Transcribe, word for word, the line containing "drawn like (815,845)." and each line following it through the end of the listing below. Omit all other lines.

[Labeled-object pointing entries]
---
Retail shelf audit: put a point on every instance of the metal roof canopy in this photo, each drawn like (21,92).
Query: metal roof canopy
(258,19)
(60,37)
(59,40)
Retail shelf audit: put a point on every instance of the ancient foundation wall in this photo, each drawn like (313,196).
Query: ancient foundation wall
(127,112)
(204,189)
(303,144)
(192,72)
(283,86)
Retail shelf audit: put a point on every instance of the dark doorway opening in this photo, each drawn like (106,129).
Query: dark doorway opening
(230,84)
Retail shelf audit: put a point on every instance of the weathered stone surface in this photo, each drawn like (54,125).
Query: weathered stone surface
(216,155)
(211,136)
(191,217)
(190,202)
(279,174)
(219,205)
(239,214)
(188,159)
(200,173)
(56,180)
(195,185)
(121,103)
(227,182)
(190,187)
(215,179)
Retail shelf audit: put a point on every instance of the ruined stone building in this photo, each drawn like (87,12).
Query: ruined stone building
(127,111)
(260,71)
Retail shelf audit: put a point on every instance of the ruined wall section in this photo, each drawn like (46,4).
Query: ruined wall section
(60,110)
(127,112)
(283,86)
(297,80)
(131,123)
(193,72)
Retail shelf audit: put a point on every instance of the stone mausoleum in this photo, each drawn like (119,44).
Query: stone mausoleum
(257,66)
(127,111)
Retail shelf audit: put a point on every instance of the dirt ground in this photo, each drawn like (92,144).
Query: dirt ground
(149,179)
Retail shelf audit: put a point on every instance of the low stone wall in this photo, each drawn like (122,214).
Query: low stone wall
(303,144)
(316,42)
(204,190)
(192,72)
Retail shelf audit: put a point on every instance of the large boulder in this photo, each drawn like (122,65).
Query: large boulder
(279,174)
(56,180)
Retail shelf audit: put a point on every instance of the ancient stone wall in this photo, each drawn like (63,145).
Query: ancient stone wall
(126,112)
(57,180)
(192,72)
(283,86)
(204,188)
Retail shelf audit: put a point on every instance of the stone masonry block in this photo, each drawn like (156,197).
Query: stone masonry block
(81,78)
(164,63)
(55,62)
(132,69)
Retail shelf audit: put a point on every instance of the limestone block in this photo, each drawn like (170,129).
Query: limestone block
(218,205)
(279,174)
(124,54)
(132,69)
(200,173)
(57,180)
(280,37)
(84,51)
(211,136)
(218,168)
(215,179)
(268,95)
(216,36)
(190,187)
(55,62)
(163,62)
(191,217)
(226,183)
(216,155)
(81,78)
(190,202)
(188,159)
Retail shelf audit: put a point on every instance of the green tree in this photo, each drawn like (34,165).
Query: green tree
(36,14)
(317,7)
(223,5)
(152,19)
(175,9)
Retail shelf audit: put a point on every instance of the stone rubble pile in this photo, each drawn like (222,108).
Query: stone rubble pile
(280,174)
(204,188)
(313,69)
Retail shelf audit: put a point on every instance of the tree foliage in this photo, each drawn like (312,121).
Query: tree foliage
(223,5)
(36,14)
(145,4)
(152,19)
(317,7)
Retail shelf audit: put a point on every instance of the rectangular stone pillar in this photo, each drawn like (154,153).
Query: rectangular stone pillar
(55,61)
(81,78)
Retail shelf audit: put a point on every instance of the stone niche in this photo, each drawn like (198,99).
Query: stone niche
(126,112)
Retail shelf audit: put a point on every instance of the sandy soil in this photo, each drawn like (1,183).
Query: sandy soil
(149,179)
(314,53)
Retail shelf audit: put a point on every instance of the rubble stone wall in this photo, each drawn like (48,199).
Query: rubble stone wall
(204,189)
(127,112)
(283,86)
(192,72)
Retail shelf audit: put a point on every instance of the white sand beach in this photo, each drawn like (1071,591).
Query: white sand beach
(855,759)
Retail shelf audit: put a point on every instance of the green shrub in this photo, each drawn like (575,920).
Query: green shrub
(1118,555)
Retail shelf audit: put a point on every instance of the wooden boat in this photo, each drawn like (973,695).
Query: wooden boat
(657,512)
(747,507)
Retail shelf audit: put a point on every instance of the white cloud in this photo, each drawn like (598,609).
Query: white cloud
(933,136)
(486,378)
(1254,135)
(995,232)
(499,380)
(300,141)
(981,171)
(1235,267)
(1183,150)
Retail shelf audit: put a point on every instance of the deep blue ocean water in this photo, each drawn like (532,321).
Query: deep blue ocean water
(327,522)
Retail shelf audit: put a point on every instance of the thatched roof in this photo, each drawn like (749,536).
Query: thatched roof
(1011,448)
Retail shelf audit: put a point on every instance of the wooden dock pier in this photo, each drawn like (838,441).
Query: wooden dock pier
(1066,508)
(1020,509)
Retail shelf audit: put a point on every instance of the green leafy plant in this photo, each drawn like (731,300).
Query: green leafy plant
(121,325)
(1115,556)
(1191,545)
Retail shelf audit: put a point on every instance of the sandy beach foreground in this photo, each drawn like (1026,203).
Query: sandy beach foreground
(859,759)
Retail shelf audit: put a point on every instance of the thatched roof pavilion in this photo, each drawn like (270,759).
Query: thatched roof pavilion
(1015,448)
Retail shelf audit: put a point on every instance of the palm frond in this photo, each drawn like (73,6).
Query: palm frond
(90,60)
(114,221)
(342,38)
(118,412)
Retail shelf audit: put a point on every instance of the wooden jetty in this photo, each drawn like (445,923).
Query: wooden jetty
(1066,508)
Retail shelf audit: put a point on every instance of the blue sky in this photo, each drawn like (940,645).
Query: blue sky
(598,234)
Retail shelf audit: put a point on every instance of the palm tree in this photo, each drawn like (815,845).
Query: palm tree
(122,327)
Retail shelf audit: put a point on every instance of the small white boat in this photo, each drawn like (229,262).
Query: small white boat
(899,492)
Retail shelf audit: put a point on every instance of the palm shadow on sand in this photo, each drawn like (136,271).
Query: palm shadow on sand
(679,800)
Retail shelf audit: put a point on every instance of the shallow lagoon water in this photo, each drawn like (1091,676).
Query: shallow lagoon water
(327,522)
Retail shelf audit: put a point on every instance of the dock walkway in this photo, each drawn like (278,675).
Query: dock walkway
---
**Solution to the problem**:
Retail shelf audit: put a point on every instance of the palm tree in this photo, each drawn like (815,845).
Query: palm tree
(122,327)
Retail shelf audit: put a point on every instance of the small white boat in this photo, each drawn like (229,262).
Query: small white boat
(899,492)
Retail shelf audit: put a point on every instance of the palm shadow on sand in this photo, each drawn like (136,271).
Query: palm shadow on sand
(679,800)
Retail shelf audit: put a point on every instance of the shallow lagoon water in this photo, each drawn like (1091,676).
Query: shallow lagoon water
(327,522)
Retail shelf audit: put a point on every instance of the dock walkway in this photo, each drawn like (278,675).
Query: dock walkway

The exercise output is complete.